- Given data:
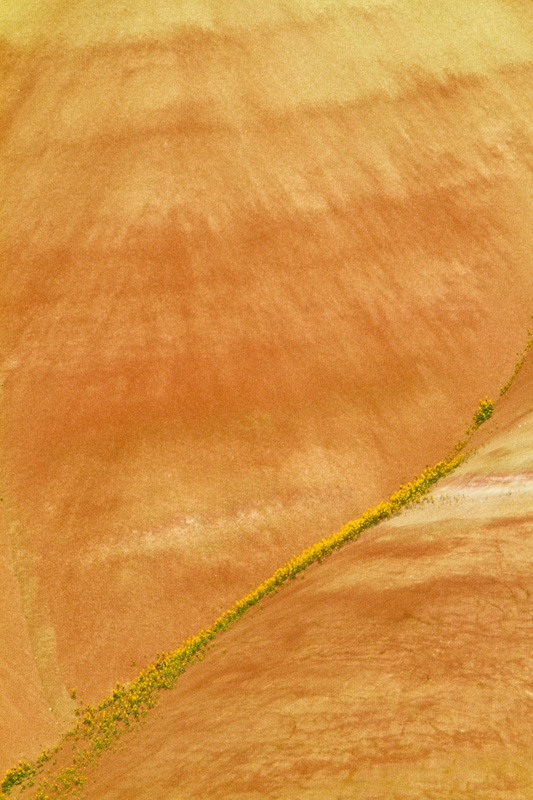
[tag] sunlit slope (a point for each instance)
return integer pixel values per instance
(400, 667)
(256, 270)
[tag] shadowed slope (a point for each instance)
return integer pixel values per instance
(252, 278)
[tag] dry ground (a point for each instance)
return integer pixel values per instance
(258, 267)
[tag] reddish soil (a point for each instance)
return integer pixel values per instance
(400, 667)
(256, 271)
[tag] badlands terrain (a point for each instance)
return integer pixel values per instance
(259, 263)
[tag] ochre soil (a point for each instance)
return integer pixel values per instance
(401, 667)
(258, 266)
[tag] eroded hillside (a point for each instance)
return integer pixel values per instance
(257, 268)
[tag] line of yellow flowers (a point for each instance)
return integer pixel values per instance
(99, 726)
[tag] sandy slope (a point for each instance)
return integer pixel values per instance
(401, 667)
(257, 268)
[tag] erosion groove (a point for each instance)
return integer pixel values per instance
(100, 727)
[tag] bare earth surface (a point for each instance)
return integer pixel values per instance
(401, 667)
(258, 265)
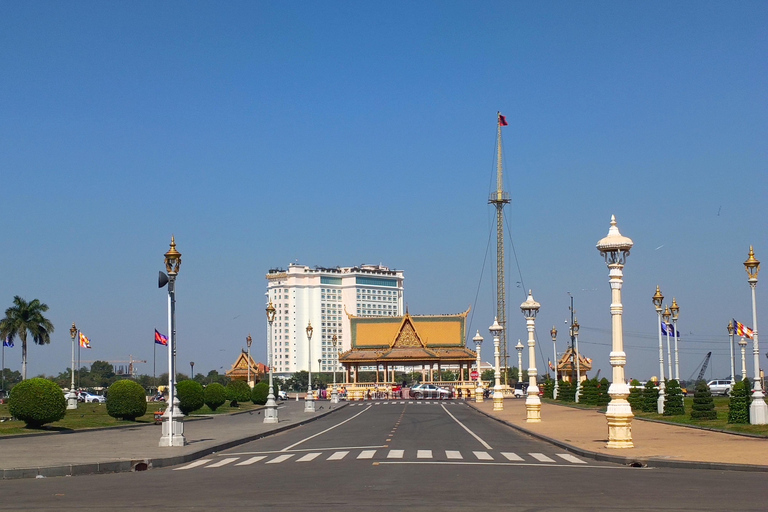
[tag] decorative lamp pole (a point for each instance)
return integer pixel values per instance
(758, 409)
(334, 392)
(498, 396)
(309, 404)
(173, 427)
(270, 412)
(479, 389)
(675, 309)
(658, 300)
(72, 396)
(530, 309)
(615, 248)
(730, 339)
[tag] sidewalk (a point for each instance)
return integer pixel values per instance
(136, 448)
(585, 432)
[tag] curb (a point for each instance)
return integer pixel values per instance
(629, 461)
(144, 464)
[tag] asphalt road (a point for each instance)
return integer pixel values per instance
(395, 455)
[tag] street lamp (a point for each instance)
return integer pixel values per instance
(309, 404)
(758, 409)
(72, 396)
(270, 412)
(173, 427)
(479, 389)
(615, 248)
(334, 392)
(498, 396)
(530, 309)
(658, 300)
(519, 348)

- Exercise instructions: Write every record out again exactly as written. Pictures don't belong in the copy.

- The completed task:
[tag] sunlit slope (a point for each instance)
return integer pixel values per instance
(400, 667)
(256, 270)
[tag] shadowed slope (a point for each instance)
return integer pixel values per instance
(252, 278)
[tag] dry ground (a point for each instance)
return integer pixel values per instance
(258, 267)
[tag] reddish soil (a point for each instance)
return integer pixel values per instance
(400, 667)
(256, 271)
[tag] badlands terrain (a point for each instance)
return integer pixel values per instance
(259, 263)
[tag] ochre soil (a point for each instance)
return integer pixel values per instance
(401, 667)
(258, 266)
[tag] eroded hillside (a point for each instance)
return integer pixel values per instance
(257, 268)
[tag] line of yellow flowers (a point for each instance)
return integer pixel values per instance
(99, 726)
[tag] sandy slope (a point for each instance)
return integer pixel values per instance
(401, 667)
(257, 268)
[tag] erosion groove (a point for each instance)
return integer pixel values per instance
(100, 727)
[tag] bare earth surface (a point for each instance)
return integer pixel values per instance
(401, 667)
(258, 265)
[tag] decorative lamp pole (a point for each instance)
return integer pixel values per instance
(758, 409)
(334, 392)
(498, 396)
(309, 404)
(173, 427)
(270, 412)
(479, 389)
(675, 309)
(658, 300)
(72, 396)
(530, 309)
(615, 248)
(730, 339)
[tag] sidewalk (a point for each instance)
return integer pixel values per instance
(136, 448)
(585, 432)
[tag] curb (a point for each instance)
return integer pixel values per instance
(629, 461)
(144, 464)
[tag] asphalt road (a point for each instance)
return integer pixel values per instance
(395, 455)
[tag] street lamp (a point for each instance)
return integer pixel values per instance
(309, 404)
(758, 409)
(72, 396)
(270, 412)
(173, 427)
(479, 389)
(615, 248)
(334, 392)
(498, 396)
(530, 309)
(658, 300)
(519, 348)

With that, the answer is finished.